WHAT IS BEING ASKED: Reproduce every entry exactly.

DATA TO PROCESS:

## start

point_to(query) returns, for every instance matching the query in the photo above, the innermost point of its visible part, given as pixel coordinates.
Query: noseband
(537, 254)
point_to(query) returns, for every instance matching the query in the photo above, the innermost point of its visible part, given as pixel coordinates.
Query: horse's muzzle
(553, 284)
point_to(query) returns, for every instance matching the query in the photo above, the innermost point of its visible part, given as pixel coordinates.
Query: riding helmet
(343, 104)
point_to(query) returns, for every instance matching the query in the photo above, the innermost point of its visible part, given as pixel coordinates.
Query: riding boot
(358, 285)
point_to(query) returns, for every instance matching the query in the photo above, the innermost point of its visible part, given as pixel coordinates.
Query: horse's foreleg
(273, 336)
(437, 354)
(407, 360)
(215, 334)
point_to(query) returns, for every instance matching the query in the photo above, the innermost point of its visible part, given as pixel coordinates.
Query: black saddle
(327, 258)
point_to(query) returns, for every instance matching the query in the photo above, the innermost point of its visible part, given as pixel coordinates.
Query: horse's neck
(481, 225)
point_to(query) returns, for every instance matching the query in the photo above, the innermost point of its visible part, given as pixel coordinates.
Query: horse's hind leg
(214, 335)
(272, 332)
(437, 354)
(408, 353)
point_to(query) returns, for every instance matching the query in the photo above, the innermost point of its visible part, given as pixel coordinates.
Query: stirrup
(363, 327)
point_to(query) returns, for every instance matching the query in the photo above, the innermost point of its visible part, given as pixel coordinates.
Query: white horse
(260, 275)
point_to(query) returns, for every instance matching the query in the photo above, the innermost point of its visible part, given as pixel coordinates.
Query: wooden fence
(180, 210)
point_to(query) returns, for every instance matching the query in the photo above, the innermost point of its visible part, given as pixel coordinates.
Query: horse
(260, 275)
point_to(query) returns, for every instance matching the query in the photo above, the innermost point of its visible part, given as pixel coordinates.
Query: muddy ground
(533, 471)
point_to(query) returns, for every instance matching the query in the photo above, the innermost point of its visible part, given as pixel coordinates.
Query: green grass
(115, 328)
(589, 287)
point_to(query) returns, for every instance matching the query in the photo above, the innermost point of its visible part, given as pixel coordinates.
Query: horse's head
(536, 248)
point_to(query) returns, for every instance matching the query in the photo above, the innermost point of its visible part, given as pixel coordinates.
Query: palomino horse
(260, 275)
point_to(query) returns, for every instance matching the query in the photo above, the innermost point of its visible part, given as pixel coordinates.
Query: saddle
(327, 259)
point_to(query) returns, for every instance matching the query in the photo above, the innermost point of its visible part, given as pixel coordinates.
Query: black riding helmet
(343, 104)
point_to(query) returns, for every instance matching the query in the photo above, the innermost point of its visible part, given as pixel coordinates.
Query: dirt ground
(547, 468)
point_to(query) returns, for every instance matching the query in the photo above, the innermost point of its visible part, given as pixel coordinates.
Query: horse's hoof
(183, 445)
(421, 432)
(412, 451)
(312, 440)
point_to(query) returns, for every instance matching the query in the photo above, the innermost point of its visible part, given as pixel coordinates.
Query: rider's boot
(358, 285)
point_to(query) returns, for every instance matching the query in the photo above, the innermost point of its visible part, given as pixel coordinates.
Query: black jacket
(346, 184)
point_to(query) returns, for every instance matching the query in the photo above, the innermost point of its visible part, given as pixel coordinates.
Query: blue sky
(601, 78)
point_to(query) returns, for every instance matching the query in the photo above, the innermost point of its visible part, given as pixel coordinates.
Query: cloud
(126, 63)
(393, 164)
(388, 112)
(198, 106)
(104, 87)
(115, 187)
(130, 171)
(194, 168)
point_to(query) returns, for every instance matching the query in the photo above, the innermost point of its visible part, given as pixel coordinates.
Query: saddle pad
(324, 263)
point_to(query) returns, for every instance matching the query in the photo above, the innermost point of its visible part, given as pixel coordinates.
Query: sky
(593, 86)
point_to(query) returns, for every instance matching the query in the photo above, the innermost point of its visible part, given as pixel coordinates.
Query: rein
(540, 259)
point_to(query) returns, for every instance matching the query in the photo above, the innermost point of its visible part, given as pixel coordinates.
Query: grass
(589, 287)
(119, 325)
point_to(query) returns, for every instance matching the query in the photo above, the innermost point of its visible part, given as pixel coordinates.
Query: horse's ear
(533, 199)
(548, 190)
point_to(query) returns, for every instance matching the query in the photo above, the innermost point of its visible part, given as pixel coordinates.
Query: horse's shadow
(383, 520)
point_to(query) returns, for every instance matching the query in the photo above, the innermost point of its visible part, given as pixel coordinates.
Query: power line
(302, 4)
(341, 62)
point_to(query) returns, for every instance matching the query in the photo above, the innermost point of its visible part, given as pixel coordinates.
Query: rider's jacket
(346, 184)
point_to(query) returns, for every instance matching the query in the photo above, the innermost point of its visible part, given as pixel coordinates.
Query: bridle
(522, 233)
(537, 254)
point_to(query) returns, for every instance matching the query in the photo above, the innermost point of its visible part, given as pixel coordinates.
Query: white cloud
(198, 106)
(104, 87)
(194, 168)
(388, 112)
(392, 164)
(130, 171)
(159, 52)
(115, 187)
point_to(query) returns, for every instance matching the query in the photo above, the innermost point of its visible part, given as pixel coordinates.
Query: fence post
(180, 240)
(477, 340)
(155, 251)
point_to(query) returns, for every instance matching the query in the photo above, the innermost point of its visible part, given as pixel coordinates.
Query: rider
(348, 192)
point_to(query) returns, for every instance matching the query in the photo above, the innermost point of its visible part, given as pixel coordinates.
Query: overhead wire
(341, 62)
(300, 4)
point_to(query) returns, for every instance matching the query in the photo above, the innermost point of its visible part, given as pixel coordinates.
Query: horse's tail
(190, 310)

## end

CORRECT ANSWER:
point_to(query) returns, for every instance matching the query in the photo above, the innermost point of its visible part, given as pixel coordinates.
Query: noseband
(537, 254)
point_to(query) returns, for every instance matching the query in the photo above, the innermost point of its visible part, given as pixel coordinates.
Query: horse's muzzle
(553, 284)
point_to(query) returns, for every instance matching the query in the photo above, the innermost point of its visible part, given as pixel coordinates.
Query: riding helmet
(343, 104)
point_to(query) returns, for every instance matching the query in the photo above, the innermost point of its visible part, given as pixel coordinates.
Query: riding boot
(358, 285)
point_to(query) returns, for every instance matching the query in the photo above, the innermost point of its visible part, given as pixel coordinates.
Query: horse's foreleg
(273, 336)
(437, 354)
(407, 360)
(215, 334)
point_to(query) returns, for every instance matching the query in the photo above, the innermost point of its visible part, given as pixel coordinates.
Query: black saddle
(327, 258)
point_to(query) returns, for every instance matching the query in the photo above, the innermost point of its visible part, given as pixel coordinates.
Query: horse's neck
(481, 225)
point_to(query) returns, for every instance matching the query in the photo above, the innermost point of its visible part, given as pixel coordinates.
Query: horse's hind leg
(214, 335)
(272, 332)
(437, 354)
(408, 353)
point_to(query) returns, for every instance matching the query in the photo above, the innermost point of its visible part, given as pixel coordinates.
Query: stirrup
(363, 327)
point_to(query) returns, for every instance matching the query in the photo above, the innermost point of its visible part, given as pixel coordinates.
Query: white horse
(260, 275)
point_to(query) returns, for every instance matching the query in the photo above, the innermost point of its visible part, given as pixel coordinates.
Query: wooden fence
(180, 210)
point_to(query) returns, for every instance matching the query in the photo above, the innermost point of its visible part, given as pixel coordinates.
Query: horse
(260, 275)
point_to(query) returns, for every instance matching the query in the photo above, the innermost point of its visible part, given as pixel coordinates.
Query: muddy ground
(533, 471)
point_to(query) returns, for every instance matching the query in the photo above, the innermost point of its visible part, given as pixel coordinates.
Query: green grass
(115, 328)
(589, 287)
point_to(query) returns, for every instance matching the query in the photo above, the innermost point of its visible part, given as pixel coordinates.
Query: horse's head
(536, 248)
point_to(query) returns, for every instance matching the query in the photo above, the innermost point of its visible part, given as pixel coordinates.
Query: palomino horse
(260, 275)
point_to(query) returns, for every instance matching the query in the photo above, the innermost point of its visible part, given as pixel coordinates.
Query: saddle
(327, 259)
point_to(query) returns, for every instance matching the query in the photo above, the innermost point of its visible part, given as pixel coordinates.
Query: black riding helmet
(343, 104)
point_to(query) returns, for every instance matching the query in the photo above, the innermost point of its visible part, given as pixel coordinates.
Query: dirt ground
(547, 468)
point_to(query) returns, for every instance matching the query in the photo above, the innermost point of its visible part, given as pixel coordinates.
Query: horse's hoof
(183, 445)
(421, 432)
(412, 451)
(312, 440)
point_to(query) returns, for every instance matching the query in the photo above, the innermost point of its visible part, given as pixel coordinates.
Query: rider's boot
(358, 285)
point_to(query) returns, for every instance matching the query in the photo above, the innermost point of its visible part, given as pixel coordinates.
Query: black jacket
(346, 184)
point_to(query) returns, for every instance matching the query in the photo above, the innermost point of its visible part, given as pixel coordinates.
Query: blue sky
(601, 78)
point_to(query) returns, for every instance matching the query in the photo above, the innermost point of its visible part, given as pixel coordinates.
Query: cloud
(126, 63)
(393, 164)
(388, 112)
(198, 106)
(104, 87)
(115, 187)
(130, 171)
(194, 168)
point_to(query) returns, for every instance matching the query in the photo above, the innermost point of its visible part, given as pixel coordinates.
Query: saddle pad
(324, 263)
point_to(query) returns, for every instance matching the query in the photo above, the innermost point of its visible part, given as pixel coordinates.
Query: sky
(593, 86)
point_to(query) returns, for every instance matching the query in the photo above, the innermost point of its visible part, given as pixel coordinates.
Query: rein
(540, 259)
point_to(query) returns, for every instance matching the query in the photo above, the innermost point of its visible part, given as pixel coordinates.
Query: grass
(589, 287)
(119, 325)
point_to(query) returns, for every instance matching the query in the photo above, the innermost point of its visible part, given as pixel coordinates.
Query: horse's ear
(533, 199)
(548, 190)
point_to(query) returns, for every instance matching the query in the photo above, the innermost point of its visible part, given as pixel coordinates.
Query: horse's shadow
(383, 520)
point_to(query) returns, for every instance matching the query in the photo above, the innermost point of its visible part, given as pixel coordinates.
Query: power line
(302, 4)
(341, 62)
point_to(query) returns, for every instance matching the query in the photo above, the innermost point of its visible part, given as pixel coordinates.
Query: rider's jacket
(346, 184)
point_to(query) returns, for every instance matching the query in the photo above, the innermost point of its visible part, given as pixel coordinates.
Query: bridle
(522, 233)
(537, 254)
point_to(query) returns, for every instance matching the query in the photo above, the innermost point of its visible part, given as pixel coordinates.
Query: white cloud
(198, 106)
(104, 87)
(194, 168)
(388, 112)
(392, 164)
(130, 171)
(159, 52)
(115, 187)
point_to(query) returns, for every instance matching the query in the photo above, the innermost point of its visible part, given as pixel coordinates.
Query: fence post
(180, 240)
(477, 340)
(155, 251)
point_to(query) returns, for every instance matching the query in the photo above, the innermost point of its visible part, given as pixel coordinates.
Query: rider
(348, 192)
point_to(query) returns, for every instance matching the query in the photo above, the innermost point of its visible part, given as pixel coordinates.
Query: overhead wire
(341, 62)
(300, 4)
point_to(query) returns, for every instance matching the query in the photo above, the innermost point of its visible part, given as pixel coordinates.
Query: horse's tail
(190, 310)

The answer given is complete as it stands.